(Records of labeled points)
┄┄┄┄┄┄┄┄┄┄┄┄┄┄┄┄┄┄┄┄

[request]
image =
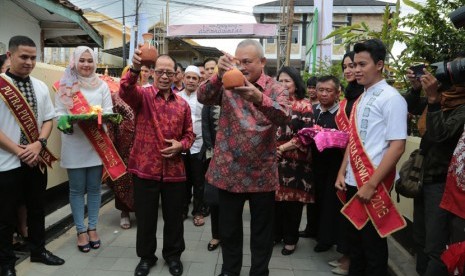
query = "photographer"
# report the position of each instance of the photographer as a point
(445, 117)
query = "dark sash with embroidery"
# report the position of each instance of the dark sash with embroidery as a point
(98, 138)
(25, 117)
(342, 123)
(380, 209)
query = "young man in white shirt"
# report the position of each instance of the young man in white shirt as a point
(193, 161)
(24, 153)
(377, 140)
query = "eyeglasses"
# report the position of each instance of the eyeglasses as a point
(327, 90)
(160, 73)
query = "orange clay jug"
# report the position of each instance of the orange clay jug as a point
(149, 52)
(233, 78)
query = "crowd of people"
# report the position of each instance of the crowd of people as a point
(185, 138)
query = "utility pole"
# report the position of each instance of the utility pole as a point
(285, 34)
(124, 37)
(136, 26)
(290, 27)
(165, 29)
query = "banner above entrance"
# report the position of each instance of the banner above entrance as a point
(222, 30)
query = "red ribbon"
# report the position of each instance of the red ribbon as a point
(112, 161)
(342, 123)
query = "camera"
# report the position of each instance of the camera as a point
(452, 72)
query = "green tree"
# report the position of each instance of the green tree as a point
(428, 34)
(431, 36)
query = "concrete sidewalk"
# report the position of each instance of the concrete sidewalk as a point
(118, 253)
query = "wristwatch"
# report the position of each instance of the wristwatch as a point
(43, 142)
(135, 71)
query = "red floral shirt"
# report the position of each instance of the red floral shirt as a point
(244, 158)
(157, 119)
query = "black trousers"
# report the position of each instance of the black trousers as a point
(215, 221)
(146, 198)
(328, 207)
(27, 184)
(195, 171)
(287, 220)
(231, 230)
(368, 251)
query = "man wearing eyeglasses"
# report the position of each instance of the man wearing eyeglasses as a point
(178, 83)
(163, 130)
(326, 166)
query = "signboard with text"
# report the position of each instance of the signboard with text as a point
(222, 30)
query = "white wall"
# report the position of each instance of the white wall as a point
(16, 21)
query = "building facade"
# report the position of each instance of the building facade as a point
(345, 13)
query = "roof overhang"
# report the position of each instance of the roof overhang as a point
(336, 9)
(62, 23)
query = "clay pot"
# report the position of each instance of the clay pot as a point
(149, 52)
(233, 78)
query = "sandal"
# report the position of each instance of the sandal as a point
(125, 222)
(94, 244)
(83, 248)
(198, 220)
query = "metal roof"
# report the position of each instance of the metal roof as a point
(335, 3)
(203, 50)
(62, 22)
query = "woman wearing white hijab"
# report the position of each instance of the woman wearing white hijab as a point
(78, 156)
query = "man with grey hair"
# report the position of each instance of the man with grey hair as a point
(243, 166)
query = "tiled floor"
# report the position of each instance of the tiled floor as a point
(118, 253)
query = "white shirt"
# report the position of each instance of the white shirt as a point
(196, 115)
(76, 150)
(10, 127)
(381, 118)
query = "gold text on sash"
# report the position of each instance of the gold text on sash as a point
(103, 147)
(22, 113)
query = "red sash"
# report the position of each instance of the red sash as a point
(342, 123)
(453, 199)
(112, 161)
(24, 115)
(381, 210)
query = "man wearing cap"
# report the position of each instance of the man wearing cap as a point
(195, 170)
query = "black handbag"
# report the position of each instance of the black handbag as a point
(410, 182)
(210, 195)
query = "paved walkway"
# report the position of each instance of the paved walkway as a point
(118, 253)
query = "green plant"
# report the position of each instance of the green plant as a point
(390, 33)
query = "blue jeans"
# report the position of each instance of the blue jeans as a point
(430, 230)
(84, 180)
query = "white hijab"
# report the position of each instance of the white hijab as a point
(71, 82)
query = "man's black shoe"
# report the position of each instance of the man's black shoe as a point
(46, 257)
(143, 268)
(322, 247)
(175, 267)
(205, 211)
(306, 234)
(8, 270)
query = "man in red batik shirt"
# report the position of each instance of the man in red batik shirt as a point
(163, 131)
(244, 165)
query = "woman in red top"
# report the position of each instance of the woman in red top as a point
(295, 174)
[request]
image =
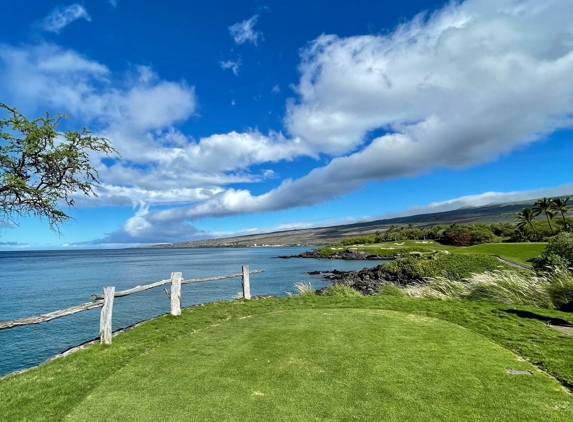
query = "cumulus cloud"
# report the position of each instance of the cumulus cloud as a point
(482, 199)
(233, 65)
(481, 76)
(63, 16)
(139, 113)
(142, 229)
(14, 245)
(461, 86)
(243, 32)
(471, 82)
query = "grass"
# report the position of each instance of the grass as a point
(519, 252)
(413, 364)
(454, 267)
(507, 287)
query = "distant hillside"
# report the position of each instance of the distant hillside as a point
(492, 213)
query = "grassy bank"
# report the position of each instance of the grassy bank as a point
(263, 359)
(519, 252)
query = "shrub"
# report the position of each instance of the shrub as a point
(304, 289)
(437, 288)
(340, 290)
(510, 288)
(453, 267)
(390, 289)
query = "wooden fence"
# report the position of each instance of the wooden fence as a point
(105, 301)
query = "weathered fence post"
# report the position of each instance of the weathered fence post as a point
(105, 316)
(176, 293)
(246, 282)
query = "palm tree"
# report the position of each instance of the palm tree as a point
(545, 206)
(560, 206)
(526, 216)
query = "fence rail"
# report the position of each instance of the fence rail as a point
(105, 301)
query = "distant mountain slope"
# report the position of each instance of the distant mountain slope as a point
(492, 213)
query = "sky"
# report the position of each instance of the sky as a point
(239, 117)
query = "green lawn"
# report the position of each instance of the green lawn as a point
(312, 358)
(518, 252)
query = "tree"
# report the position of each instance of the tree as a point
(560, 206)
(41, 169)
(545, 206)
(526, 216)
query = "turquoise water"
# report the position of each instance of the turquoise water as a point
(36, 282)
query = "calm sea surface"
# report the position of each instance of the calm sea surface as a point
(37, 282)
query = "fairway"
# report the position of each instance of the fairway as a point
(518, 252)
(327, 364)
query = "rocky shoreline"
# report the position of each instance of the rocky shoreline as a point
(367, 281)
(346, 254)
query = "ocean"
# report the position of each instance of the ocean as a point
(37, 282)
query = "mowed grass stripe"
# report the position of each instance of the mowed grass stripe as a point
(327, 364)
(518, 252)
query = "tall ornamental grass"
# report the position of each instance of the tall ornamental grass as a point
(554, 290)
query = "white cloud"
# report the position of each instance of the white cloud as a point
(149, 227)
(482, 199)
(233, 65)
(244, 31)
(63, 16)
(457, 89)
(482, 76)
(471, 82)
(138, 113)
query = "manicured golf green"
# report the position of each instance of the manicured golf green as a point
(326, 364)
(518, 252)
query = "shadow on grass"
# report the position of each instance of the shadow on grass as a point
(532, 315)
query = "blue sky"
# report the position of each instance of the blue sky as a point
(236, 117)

┄┄┄┄┄┄┄┄┄┄┄┄┄┄┄┄┄┄┄┄

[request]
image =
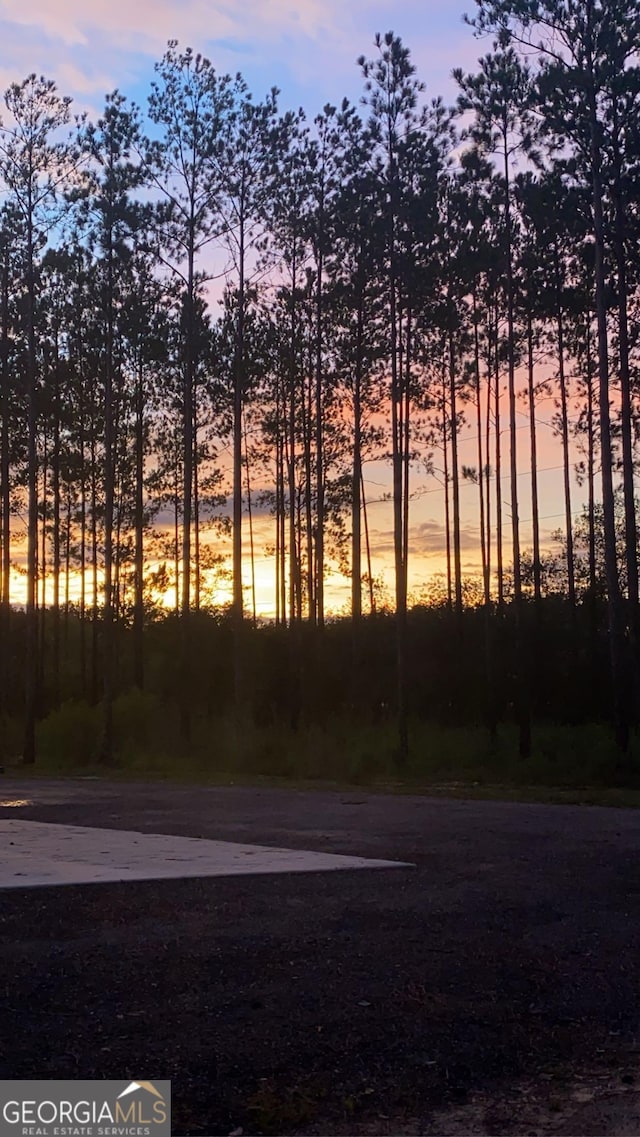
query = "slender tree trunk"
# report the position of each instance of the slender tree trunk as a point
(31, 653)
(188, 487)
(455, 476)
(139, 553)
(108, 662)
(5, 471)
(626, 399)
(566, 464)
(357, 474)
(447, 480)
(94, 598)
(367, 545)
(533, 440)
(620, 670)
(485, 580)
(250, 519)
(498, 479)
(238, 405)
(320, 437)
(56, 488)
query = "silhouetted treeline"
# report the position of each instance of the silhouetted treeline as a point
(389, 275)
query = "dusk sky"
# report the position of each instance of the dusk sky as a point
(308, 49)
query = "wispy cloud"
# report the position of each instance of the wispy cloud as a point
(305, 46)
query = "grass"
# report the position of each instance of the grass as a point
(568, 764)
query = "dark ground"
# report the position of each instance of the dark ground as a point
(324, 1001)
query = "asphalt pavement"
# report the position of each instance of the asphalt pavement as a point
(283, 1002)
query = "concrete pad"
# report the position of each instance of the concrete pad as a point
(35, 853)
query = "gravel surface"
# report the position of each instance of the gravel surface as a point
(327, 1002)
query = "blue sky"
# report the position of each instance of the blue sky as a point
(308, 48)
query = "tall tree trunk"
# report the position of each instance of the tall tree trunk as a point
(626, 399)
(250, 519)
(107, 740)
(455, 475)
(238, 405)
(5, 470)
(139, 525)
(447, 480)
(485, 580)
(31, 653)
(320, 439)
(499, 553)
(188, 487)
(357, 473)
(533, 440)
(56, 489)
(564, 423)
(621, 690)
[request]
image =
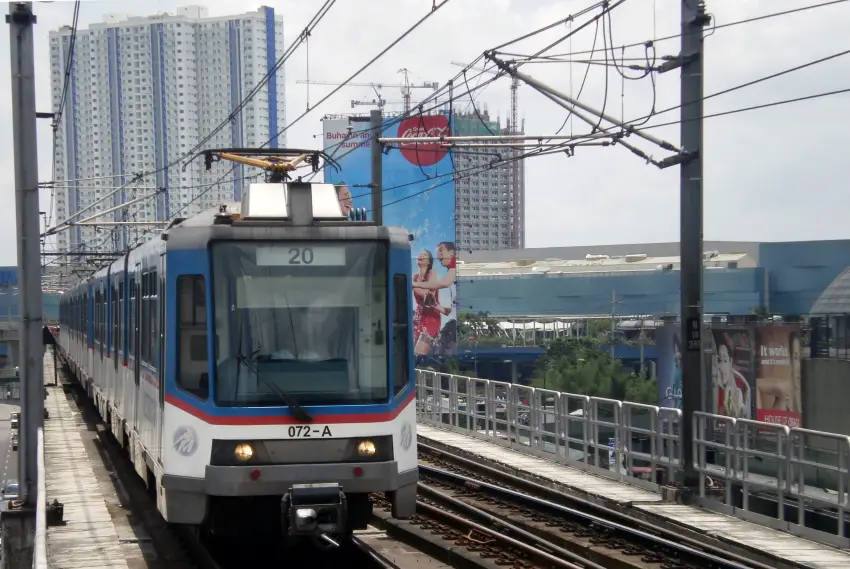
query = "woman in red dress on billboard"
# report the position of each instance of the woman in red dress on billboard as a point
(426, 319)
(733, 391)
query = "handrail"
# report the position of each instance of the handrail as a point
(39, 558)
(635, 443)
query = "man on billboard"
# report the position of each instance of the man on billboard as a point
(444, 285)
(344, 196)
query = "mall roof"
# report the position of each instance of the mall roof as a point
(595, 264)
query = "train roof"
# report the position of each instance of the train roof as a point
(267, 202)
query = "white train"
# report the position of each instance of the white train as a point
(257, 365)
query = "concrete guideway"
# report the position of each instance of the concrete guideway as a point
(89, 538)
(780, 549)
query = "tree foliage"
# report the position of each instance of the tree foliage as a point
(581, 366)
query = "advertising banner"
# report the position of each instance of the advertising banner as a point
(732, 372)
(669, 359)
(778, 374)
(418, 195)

┄┄┄┄┄┄┄┄┄┄┄┄┄┄┄┄┄┄┄┄

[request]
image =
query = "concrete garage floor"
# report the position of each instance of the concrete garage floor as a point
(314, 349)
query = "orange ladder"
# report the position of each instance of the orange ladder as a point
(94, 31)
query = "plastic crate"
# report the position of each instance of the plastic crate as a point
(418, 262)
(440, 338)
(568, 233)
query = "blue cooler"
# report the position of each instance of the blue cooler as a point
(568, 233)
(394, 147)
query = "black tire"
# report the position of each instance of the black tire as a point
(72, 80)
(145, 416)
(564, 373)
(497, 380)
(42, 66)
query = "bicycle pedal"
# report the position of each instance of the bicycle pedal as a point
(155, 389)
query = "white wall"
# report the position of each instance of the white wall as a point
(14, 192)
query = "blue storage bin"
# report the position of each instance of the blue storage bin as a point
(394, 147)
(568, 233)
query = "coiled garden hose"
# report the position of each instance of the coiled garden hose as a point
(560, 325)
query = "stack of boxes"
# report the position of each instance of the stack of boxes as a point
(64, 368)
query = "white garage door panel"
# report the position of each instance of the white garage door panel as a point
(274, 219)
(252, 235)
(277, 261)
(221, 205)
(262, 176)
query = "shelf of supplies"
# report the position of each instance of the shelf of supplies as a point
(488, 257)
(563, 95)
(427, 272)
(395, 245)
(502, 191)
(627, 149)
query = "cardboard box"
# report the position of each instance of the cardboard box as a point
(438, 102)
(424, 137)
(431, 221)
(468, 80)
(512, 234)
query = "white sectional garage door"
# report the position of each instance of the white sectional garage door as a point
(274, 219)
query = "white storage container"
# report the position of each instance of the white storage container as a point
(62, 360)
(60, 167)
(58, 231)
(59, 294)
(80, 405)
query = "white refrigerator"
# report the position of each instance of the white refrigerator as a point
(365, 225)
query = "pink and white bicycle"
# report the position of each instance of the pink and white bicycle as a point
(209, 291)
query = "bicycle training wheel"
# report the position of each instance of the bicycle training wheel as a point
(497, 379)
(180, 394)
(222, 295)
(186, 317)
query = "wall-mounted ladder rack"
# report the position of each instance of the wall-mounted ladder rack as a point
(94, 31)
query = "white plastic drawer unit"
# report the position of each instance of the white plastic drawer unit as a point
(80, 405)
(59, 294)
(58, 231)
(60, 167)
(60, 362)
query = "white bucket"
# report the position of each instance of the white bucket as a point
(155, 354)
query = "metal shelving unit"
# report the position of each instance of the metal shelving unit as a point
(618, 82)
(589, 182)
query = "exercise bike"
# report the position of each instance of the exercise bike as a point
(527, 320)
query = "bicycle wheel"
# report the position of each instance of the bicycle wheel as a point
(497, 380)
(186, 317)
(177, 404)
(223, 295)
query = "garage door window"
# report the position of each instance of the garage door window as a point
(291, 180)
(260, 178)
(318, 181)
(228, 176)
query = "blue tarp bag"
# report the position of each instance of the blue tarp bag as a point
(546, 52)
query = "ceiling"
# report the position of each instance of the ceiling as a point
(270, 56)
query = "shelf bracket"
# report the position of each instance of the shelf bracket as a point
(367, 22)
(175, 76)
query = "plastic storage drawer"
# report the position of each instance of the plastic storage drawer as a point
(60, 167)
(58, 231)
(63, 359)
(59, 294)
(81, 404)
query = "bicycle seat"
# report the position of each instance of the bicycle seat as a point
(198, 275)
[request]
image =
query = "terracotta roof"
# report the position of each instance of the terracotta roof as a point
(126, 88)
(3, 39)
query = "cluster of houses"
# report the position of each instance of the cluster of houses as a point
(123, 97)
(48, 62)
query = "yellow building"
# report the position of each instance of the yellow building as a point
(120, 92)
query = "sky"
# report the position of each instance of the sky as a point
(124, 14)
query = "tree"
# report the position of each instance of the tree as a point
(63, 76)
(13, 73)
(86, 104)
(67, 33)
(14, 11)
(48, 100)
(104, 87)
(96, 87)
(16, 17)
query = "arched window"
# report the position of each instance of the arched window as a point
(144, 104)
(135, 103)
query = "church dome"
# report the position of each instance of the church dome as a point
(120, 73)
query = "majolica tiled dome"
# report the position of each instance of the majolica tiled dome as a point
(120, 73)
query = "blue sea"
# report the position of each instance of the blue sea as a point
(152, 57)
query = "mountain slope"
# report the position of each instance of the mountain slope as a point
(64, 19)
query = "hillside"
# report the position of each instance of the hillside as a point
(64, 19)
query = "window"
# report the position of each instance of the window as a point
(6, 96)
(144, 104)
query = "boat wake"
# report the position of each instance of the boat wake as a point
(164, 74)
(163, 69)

┄┄┄┄┄┄┄┄┄┄┄┄┄┄┄┄┄┄┄┄

Pull out every line in the records above that contains the string "bike", and copy each one as it appears.

▶ _Result of this task_
query = "exercise bike"
# report the position of each instance of the exercise bike as a point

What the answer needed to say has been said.